Skip to content
Linked Open Data

To publish a linked open dataset, you make your RDF available at stable, resolvable URIs, attach an open licence such as CC0, provide a downloadable dump, and add a small description so catalogues and machines can find it. You do not need heavy infrastructure to start: a static Turtle file with a licence on a web host already counts as published linked open data. This guide walks a tiny dataset from spreadsheet to public, queryable resource.

What does "published" actually mean here?

Four things make a dataset genuinely published as LOD:

  1. Resolvable URIs that return data when opened in a browser.
  2. An open licence so others may legally reuse it.
  3. A downloadable dump (a Turtle or JSON-LD file).
  4. Discoverability through a catalogue and a machine-readable description.

A SPARQL endpoint is a welcome fifth element but is not required for your first release. Many respected datasets begin as a licensed file on Zenodo.

The five-star model: how good is good enough?

Tim Berners-Lee's five-star scale is the standard yardstick:

StarsWhat it means
Open licence, any format (even a PDF)
★★Structured, machine-readable (Excel)
★★★Non-proprietary format (CSV)
★★★★Uses URIs so others can link to it (RDF)
★★★★★Links out to other datasets

Heritage projects should target four or five stars. The jump from four to five, adding outbound links to Wikidata or GeoNames, is what makes your data part of the wider web rather than an island.

A worked example: from spreadsheet to triples

Start with a three-column spreadsheet of postcards: id, title, place. Convert it to Turtle with outbound links already in place:

turtle
@prefix dct: <http://purl.org/dc/terms/> .
@prefix schema: <http://schema.org/> .

<https://data.myarchive.org/card/PC-001> a schema:Photograph ;
    dct:title "Harbour at dawn"@en ;
    dct:spatial <https://sws.geonames.org/2654675/> .

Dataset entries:
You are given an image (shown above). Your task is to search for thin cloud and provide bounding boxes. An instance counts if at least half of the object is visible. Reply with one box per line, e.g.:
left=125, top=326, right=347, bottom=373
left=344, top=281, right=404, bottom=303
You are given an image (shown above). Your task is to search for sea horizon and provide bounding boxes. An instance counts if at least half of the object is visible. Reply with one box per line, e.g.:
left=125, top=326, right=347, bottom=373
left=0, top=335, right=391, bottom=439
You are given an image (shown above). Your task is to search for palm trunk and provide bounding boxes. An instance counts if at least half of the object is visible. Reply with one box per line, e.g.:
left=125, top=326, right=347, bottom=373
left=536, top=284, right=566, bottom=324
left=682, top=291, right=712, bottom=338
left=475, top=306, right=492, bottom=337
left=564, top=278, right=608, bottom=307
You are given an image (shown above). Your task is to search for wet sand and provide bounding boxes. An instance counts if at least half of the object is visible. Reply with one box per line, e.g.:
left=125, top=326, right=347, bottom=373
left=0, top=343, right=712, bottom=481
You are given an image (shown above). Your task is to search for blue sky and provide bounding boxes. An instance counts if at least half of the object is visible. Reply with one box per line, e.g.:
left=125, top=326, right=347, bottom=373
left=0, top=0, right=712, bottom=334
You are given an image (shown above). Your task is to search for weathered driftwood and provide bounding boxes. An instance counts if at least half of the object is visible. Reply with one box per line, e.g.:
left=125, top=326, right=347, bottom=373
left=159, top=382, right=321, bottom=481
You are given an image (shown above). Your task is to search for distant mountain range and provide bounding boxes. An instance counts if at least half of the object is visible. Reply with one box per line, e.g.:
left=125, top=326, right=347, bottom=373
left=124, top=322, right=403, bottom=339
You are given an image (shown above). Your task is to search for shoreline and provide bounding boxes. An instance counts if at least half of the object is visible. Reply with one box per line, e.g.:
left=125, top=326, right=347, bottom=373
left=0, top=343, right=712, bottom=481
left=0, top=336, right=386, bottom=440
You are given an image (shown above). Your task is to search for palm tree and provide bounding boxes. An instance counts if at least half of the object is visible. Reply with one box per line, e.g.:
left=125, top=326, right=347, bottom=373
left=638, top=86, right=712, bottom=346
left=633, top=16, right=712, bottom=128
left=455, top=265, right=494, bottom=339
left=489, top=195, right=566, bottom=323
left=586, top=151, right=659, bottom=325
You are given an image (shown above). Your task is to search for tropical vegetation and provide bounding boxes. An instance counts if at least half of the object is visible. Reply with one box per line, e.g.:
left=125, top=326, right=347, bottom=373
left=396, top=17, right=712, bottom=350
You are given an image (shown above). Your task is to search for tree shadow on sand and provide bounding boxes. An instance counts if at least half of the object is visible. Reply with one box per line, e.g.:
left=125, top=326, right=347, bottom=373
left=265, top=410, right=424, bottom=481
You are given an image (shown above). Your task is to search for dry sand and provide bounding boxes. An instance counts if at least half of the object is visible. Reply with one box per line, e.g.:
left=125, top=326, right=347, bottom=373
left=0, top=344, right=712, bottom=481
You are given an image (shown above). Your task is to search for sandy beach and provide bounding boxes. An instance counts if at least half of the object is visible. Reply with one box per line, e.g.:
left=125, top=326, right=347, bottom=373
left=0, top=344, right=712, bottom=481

*PROBLEMS*
- A) In the linked open data guide, which two datasets are named as targets for outbound links when moving from four stars to five?
- B) Resume the linked open data guide from the point at which it stops.
The listing has no connection to the linked open data guide.

*EXPECTED RESPONSES*
- A) Wikidata and GeoNames.

- B)
The dct:spatial link to GeoNames is your fifth star. Even one outbound link per record transforms the dataset's value.

How do you actually put it online?

For a first release, no server is needed:

bash
# validate before you publish
riot --validate collection.ttl

# then deposit the file plus a LICENSE on Zenodo or a web host

riot (from Apache Jena) catches malformed Turtle before it embarrasses you. Upload the validated file and a LICENSE stating CC0. That alone is a four-star, licensed, downloadable dataset.

To add the optional SPARQL endpoint later, load the same file into Fuseki:

bash
fuseki-server --file=collection.ttl /ds

What licence makes it truly open?

Use CC0 wherever you can. It places the data in the public domain and is the de facto norm of the LOD cloud, so reusers face zero friction. CC BY is acceptable when attribution genuinely matters. Avoid non-commercial or no-derivatives clauses entirely; they break interoperability and disqualify your data from much of the open ecosystem.

How will anyone find it?

Discoverability is a publishing step, not a hope. Three concrete actions:

  • Deposit in a registered catalogue (Zenodo, re3data) that mints a DOI.
  • Add a VoID description, a small RDF file stating the dataset's size, vocabularies, licence and example resources.
  • Link to it from your institution's website and any related dataset.

A minimal VoID stub:

turtle
@prefix void: <http://rdfs.org/ns/void#> .
@prefix dct: <http://purl.org/dc/terms/> .
<https://data.myarchive.org/dataset/postcards>
    a void:Dataset ;
    dct:title "Postcard collection as LOD"@en ;
    dct:license <https://creativecommons.org/publicdomain/zero/1.0/> ;
    void:exampleResource <https://data.myarchive.org/card/PC-001> .

Key Takeaways

  • Publishing means resolvable URIs, an open licence, a downloadable dump and discoverability.
  • You can start without a server: a validated, licensed Turtle file on Zenodo counts.
  • Aim for four or five stars; outbound links to Wikidata or GeoNames earn the fifth.
  • Validate with riot before release, then add a SPARQL endpoint as an upgrade.
  • Use CC0 by default; avoid non-commercial and no-derivatives clauses.
  • Make it findable with a catalogue DOI and a small VoID description.

Frequently Asked Questions

What does it mean to 'publish' a linked open dataset?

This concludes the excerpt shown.